What you should do → Please put all of the entries below into a numbered list, leaving out blank lines and omitting the pictures from your answer.

:: Listed entries ::

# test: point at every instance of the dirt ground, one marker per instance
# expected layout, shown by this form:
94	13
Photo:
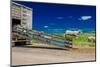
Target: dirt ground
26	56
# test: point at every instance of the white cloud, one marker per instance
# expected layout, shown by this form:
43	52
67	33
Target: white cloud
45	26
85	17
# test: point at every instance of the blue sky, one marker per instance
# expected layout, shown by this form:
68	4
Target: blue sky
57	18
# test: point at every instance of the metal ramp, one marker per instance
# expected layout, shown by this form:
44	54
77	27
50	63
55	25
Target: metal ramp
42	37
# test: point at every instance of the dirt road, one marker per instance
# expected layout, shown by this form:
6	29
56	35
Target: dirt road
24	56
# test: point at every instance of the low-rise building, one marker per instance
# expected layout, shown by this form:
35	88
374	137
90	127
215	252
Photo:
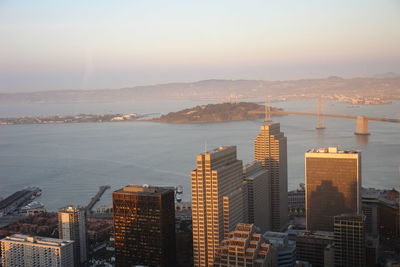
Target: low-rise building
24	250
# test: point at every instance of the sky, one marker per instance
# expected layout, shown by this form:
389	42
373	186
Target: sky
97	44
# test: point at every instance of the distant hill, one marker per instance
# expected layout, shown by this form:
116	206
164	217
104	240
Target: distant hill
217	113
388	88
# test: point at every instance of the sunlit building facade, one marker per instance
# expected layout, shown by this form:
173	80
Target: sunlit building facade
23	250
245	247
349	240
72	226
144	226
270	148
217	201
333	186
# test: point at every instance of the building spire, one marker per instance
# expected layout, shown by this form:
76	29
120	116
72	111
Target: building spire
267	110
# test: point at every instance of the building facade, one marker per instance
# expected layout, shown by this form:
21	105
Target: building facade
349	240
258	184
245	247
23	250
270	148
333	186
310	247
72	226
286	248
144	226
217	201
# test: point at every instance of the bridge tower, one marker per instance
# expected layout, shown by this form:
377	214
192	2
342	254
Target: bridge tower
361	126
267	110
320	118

:::

Result →
1. # test: point at every instance of the dirt ground, one marker per instance
2. # expected layout, shown by this form:
3. 94	13
4. Photo:
5. Target: dirt ground
6. 26	56
7. # test: point at every instance of the white cloud, one marker per instance
8. # expected layout, shown by this form:
9. 43	52
10. 67	33
11. Target: white cloud
12. 45	26
13. 85	17
14. # test: point at every instance of the blue sky, one marker per instance
15. # expected layout, shown by this form:
16. 68	4
17. Target: blue sky
18. 57	18
19. # test: point at every instance of the metal ramp, one marker per instance
20. # expected layout, shown by this form:
21. 44	54
22. 77	27
23. 50	63
24. 55	25
25. Target: metal ramp
26. 42	37
27. # test: point at every instance of the dirt road, one marker per instance
28. # expected layout, shown by this form:
29. 6	29
30. 56	35
31. Target: dirt road
32. 24	56
33. # test: point at every instance of the low-rise building, one marker per instance
34. # expected layout, shown by this form:
35. 35	88
36. 374	137
37. 90	127
38. 215	252
39. Photo:
40. Target: low-rise building
41. 24	250
42. # test: point at every instance of the sky, one marker per instance
43. # expected layout, shown by this form:
44. 389	42
45. 373	186
46. Target: sky
47. 97	44
48. # test: point at every instance of the distant hill, one marker per instance
49. # expected layout, shown by this form:
50. 116	206
51. 164	217
52. 104	240
53. Target: distant hill
54. 217	113
55. 388	88
56. # test: point at every instance of the sunlit building facade, one marker per instance
57. # expected layout, shown by this form:
58. 173	80
59. Target: sunlit building facade
60. 23	250
61. 245	247
62. 349	240
63. 72	226
64. 144	226
65. 270	148
66. 217	201
67. 333	186
68. # test: point at every instance of the building spire, one marker per instance
69. # expected layout, shown by this form:
70. 76	29
71. 120	116
72. 72	111
73. Target: building spire
74. 267	110
75. # test: point at every instance of the building facade, one marker per instance
76. # expected layout, shown by this form:
77. 21	105
78. Target: building facade
79. 349	240
80. 258	184
81. 245	247
82. 23	250
83. 270	148
84. 333	186
85. 310	247
86. 72	226
87. 286	248
88. 144	226
89. 217	201
90. # test: point at every instance of the bridge tower, one marker per instance
91. # expected layout, shown by this form:
92. 377	214
93. 192	2
94. 342	254
95. Target: bridge tower
96. 361	126
97. 267	110
98. 320	118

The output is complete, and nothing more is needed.